• **QUOTED PASSAGE**:

Friends versus Followers: Twitter’s elegant design for grouping contacts | Andrew Chen (@andrewchen)


BFF means “best friends forever” for those of you who are wondering why there’s a monkey and banana at the top of this blog post

Examining the power of one-way friending AKA “follow”
When I first joined Twitter, I found the one-way following mechanic pretty weird – but now, it’s clear that it’s very powerful and provides a richness that you can’t get from two-way friend requests. Initially though, I was confused. After all, hadn’t all social networks standardized around two-way friend requests that both parties have to accept? Why try to fix it? It seemed like it’d just be confusing, and potentially freak some people out that they were being followed by random people they didn’t know.

This post examines the strengths of the one-way “follow” design, in particular, the ability for this paradigm to support 4-tiers of relationships rather than the simple 2-tiered model in the classic friends case.

First, let’s discuss the social groupings issue.

Social groupings and friend segmentation
At the same time as Twitter was just getting started, the rapid explosion of users on Facebook, MySpace, and other social networks raised a bunch of really core and important questions about these social applications. Among these issues:

  • Will one social network rule them all?

• **DATA LINES**:
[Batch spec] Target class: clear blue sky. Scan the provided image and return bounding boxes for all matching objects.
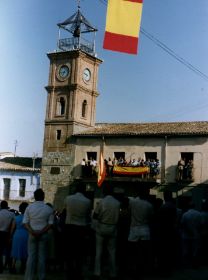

• **THE PROBLEM**: Rewrite the paragraph beginning "When I first joined Twitter" from the blog post above on Twitter's follow design as a short bulleted list that keeps its main facts.

• **COMPLETE OUTPUT**:
- On first joining Twitter, the one-way following mechanic seemed weird and confusing.
- Social networks seemed to have standardized on two-way friend requests that both parties accept, so changing that seemed unnecessary.
- It also seemed likely to confuse people and unsettle some who found random strangers following them.
- Now the mechanic looks very powerful, offering a richness that two-way friend requests can't.